**WRITTEN INSTRUCTION A**
Decide whether each statement agrees with the Zenodo publishing guide below. Answer yes or no for each, and quote the exact words from the guide that settle it.
(i) Downloading published records requires an API token.
(ii) Publishing a deposition generates a persistent DOI.
(iii) The sandbox token is stored in the variable ZENODO_API_TOKEN.

**SELECTED EXCERPT**
──────────────────────────────

Publishing Simulation Data to Zenodo¶
The gwmock repository command suite allows you to create, manage, and publish
your gravitational-wave simulation datasets to Zenodo, a
community-driven open-access repository. This enables long-term preservation,
DOI assignment, and easy sharing with the GW community.
Overview¶
Publishing a dataset involves these steps:
- Create a new deposition (draft repository)
- Upload your simulation files (GWF frames, metadata, configs)
- Update metadata (title, authors, keywords, etc.)
- Publish to finalize (generates a persistent DOI)
- Download published records (by anyone, no token needed)
Setup¶
Get an API Token¶
Before using the repository commands, you need a Zenodo API token:
- Production Zenodo: Go to https://zenodo.org/account/settings/applications/tokens/new
- Sandbox (Testing): Go to https://sandbox.zenodo.org/account/settings/applications/tokens/new
When creating a token, ensure it has these scopes:
deposit:write— Write access to create/upload filesdeposit:actions— Permission to publish depositions
Set Environment Variables¶
Store your tokens securely as environment variables:
# Production token
export ZENODO_API_TOKEN="your_production_token_here"
# Sandbox token (for testing)
export ZENODO_SANDBOX_API_TOKEN="your_sandbox_token_here"
Tip: Add these to your .bashrc, .zshrc, or .env file to avoid re-entering them.
Verify Your Token¶
Test that your token works before publishing:
# Verify production token
gwmock repository verify
# Verify sandbox token
gwmock repository verify --sandbox
If successful, you'll see:
✓ Token is valid!
Environment: Zenodo (Production)
Found 3 draft deposition(s)

──────────────────────────────

**Data records**
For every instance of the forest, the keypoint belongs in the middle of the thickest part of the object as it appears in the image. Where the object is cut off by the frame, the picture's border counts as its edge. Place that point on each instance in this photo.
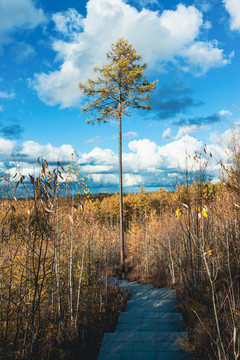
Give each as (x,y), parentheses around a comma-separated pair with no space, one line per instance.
(57,249)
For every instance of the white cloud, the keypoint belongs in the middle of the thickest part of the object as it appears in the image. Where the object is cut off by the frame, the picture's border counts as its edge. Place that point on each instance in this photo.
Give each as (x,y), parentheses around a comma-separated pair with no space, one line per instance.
(6,148)
(233,7)
(31,150)
(203,56)
(160,38)
(167,134)
(21,51)
(68,22)
(130,134)
(182,131)
(146,163)
(5,95)
(18,14)
(188,129)
(225,112)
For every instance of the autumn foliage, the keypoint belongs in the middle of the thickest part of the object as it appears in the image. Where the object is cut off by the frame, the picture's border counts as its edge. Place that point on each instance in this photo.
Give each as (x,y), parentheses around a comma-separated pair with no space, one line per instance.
(54,251)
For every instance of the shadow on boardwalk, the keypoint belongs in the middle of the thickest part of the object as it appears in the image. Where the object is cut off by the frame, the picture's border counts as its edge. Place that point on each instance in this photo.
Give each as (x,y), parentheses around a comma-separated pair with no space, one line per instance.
(148,329)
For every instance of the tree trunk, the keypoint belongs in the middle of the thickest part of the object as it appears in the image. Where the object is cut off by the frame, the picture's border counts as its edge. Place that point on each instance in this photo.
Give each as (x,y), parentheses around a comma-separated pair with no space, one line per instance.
(122,252)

──────────────────────────────

**WRITTEN INSTRUCTION B**
Output as a numbered list the lines of the data records from the line holding "For every instance of the tree" through the end of the records, inclusive, leaving out blank lines.

**FINISHED ANSWER A**
(i) No: "Download published records (by anyone, no token needed)"
(ii) Yes: "Publish to finalize (generates a persistent DOI)"
(iii) No: "export ZENODO_SANDBOX_API_TOKEN="your_sandbox_token_here""

**FINISHED ANSWER B**
1. For every instance of the tree trunk, the keypoint belongs in the middle of the thickest part of the object as it appears in the image. Where the object is cut off by the frame, the picture's border counts as its edge. Place that point on each instance in this photo.
2. Give each as (x,y), parentheses around a comma-separated pair with no space, one line per instance.
3. (122,252)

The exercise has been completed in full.